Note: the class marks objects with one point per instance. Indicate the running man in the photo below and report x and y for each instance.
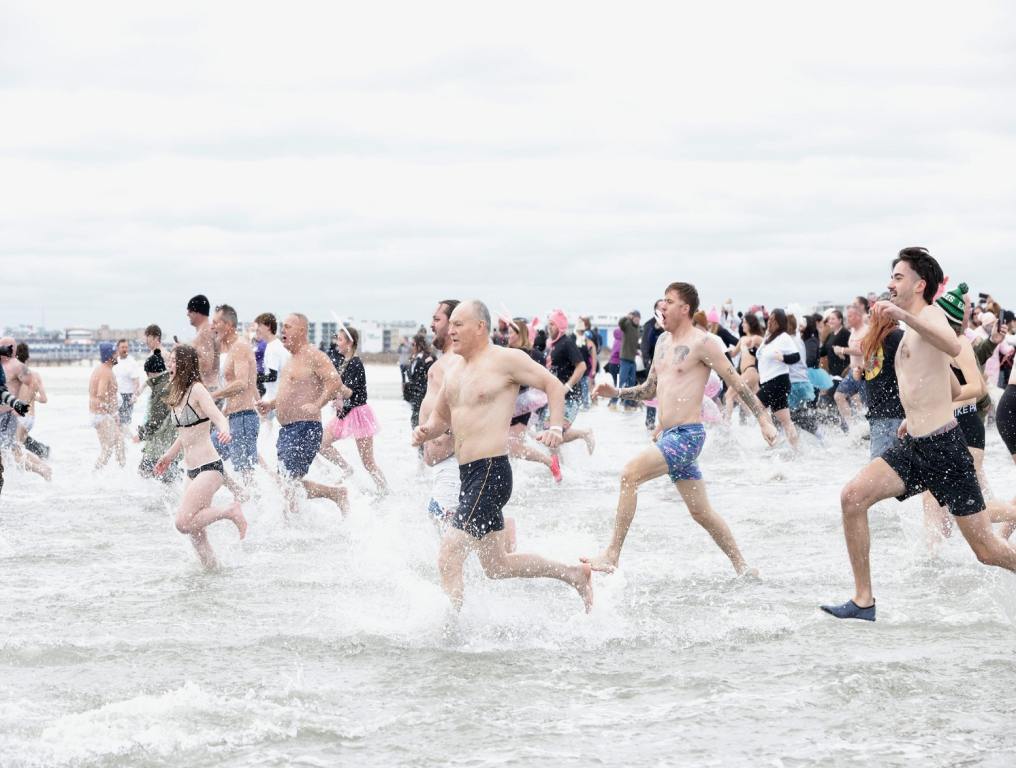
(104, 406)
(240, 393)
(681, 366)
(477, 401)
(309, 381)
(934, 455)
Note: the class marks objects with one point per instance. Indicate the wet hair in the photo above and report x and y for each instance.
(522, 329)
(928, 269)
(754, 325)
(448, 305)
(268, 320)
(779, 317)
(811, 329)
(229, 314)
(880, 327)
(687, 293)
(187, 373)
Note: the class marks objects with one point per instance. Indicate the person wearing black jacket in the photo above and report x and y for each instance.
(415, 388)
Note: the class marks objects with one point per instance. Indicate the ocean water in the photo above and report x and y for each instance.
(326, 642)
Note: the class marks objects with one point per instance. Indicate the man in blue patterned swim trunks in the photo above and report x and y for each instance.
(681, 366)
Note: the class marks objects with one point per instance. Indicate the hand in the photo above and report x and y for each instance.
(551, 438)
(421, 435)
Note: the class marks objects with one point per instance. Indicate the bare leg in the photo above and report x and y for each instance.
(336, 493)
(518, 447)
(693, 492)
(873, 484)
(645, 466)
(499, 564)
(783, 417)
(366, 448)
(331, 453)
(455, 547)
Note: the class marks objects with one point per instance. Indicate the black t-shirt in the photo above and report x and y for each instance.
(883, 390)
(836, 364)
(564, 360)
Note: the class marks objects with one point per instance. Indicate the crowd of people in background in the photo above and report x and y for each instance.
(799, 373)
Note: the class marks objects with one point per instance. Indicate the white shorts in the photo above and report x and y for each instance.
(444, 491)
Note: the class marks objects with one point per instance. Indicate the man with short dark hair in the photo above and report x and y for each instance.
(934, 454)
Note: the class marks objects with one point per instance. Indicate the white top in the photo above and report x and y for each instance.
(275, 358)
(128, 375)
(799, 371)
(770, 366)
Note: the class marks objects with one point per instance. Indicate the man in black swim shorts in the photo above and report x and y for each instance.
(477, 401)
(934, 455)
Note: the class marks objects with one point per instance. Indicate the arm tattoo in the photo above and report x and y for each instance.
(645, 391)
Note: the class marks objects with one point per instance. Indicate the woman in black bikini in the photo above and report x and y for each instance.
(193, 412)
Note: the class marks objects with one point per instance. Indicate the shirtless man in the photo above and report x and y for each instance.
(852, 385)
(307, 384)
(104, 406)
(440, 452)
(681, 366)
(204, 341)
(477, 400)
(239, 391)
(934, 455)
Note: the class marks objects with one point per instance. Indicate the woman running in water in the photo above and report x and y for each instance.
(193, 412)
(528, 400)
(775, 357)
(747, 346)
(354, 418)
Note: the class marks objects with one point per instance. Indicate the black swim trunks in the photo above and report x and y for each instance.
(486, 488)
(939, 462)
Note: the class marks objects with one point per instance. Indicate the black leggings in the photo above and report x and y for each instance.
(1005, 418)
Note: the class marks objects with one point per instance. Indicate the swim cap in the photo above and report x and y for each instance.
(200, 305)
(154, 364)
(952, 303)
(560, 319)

═══

Task brief
Render every line of the records above as a Markdown table with two columns, Row for the row number and Line for the line, skipping blank lines. Omit the pictures.

Task response
| Row | Line |
|---|---|
| 1 | Note: the class marks objects with one point per instance. Indicate the running man in the photo below and report x and y for each instance. |
| 2 | (104, 406) |
| 3 | (240, 393) |
| 4 | (681, 366) |
| 5 | (477, 401) |
| 6 | (309, 381) |
| 7 | (934, 455) |
| 8 | Note: the class marks objects with one point per instance. Indicate the wet hair in the photo above and report x and y for each instance. |
| 9 | (522, 329) |
| 10 | (928, 269) |
| 11 | (754, 325) |
| 12 | (448, 305) |
| 13 | (268, 320) |
| 14 | (779, 317) |
| 15 | (811, 329) |
| 16 | (229, 314) |
| 17 | (880, 327) |
| 18 | (687, 293) |
| 19 | (187, 373) |
| 20 | Note: the class marks objects with one point per instance. Indicate the person wearing black jacket in the photo above and report x and y for each instance. |
| 21 | (415, 388) |
| 22 | Note: the class marks objects with one point per instance. Indicate the ocean water in the photo above and report x and y for each instance. |
| 23 | (326, 642) |
| 24 | Note: the class marks objects with one point per instance. Indicate the man in blue patterned swim trunks in the photo above and report x and y for each instance. |
| 25 | (681, 366) |
| 26 | Note: the class marks objects with one point per instance. Indicate the hand in the photo above and report x and y for each instance. |
| 27 | (551, 438) |
| 28 | (421, 435) |
| 29 | Note: the class marks objects with one point per instance. Indicate the bare leg in the photo above and report x and y for each instance. |
| 30 | (336, 493) |
| 31 | (518, 447) |
| 32 | (693, 492) |
| 33 | (873, 484) |
| 34 | (645, 466) |
| 35 | (499, 564) |
| 36 | (783, 417) |
| 37 | (366, 448) |
| 38 | (331, 453) |
| 39 | (455, 547) |
| 40 | Note: the class marks objects with one point per instance. Indicate the black t-shirt in the photo above and report x and y for each instance. |
| 41 | (883, 390) |
| 42 | (836, 364) |
| 43 | (564, 360) |
| 44 | Note: the class marks objects with one point per instance. Indicate the crowd of people in background in the photo above and report x and y for each instance. |
| 45 | (799, 373) |
| 46 | Note: the class marks objects with one point per instance. Indicate the white shorts in the photo above and report x and y for each instance. |
| 47 | (444, 491) |
| 48 | Note: the class marks objects with one point per instance. Indicate the man with short dark hair in the photo above and report x and y for each instance. |
| 49 | (934, 454) |
| 50 | Note: the class marks objects with one point per instance. Indicate the white top in the photo above and report x and y for each instance. |
| 51 | (275, 358) |
| 52 | (128, 375) |
| 53 | (799, 371) |
| 54 | (770, 366) |
| 55 | Note: the class marks objects with one point per instance. Indicate the man in black swim shorts in the photo above and report x and y for each instance. |
| 56 | (477, 401) |
| 57 | (934, 455) |
| 58 | Note: the class marks objects with one point per instance. Indicate the arm tattoo in the photo above and report x and y for each instance. |
| 59 | (645, 391) |
| 60 | Note: the class marks objects with one point per instance. Indicate the woman in black bikini in the photo above and report x and y for each instance. |
| 61 | (193, 412) |
| 62 | Note: the class marks objects with one point per instance. Indicate the shirtless man in the photo above and report x and y for each instance. |
| 63 | (852, 385) |
| 64 | (307, 384) |
| 65 | (104, 406) |
| 66 | (440, 452) |
| 67 | (681, 366) |
| 68 | (204, 341) |
| 69 | (477, 400) |
| 70 | (239, 391) |
| 71 | (934, 455) |
| 72 | Note: the class marks objects with one point per instance. Indicate the woman running in water in the photo above and report x and y for each instance. |
| 73 | (193, 412) |
| 74 | (528, 400) |
| 75 | (775, 357) |
| 76 | (747, 346) |
| 77 | (354, 418) |
| 78 | Note: the class marks objects with one point per instance. Indicate the black swim trunks in the photo above and report x and y for each instance. |
| 79 | (486, 488) |
| 80 | (939, 462) |
| 81 | Note: the class marks objects with one point per instance. Indicate the black leggings in the photo above and report x and y for each instance. |
| 82 | (1005, 418) |
| 83 | Note: the class marks objects with one point per instance. Indicate the swim cap in the photo above and report x and y for each instance. |
| 84 | (200, 305) |
| 85 | (154, 364) |
| 86 | (952, 303) |
| 87 | (560, 319) |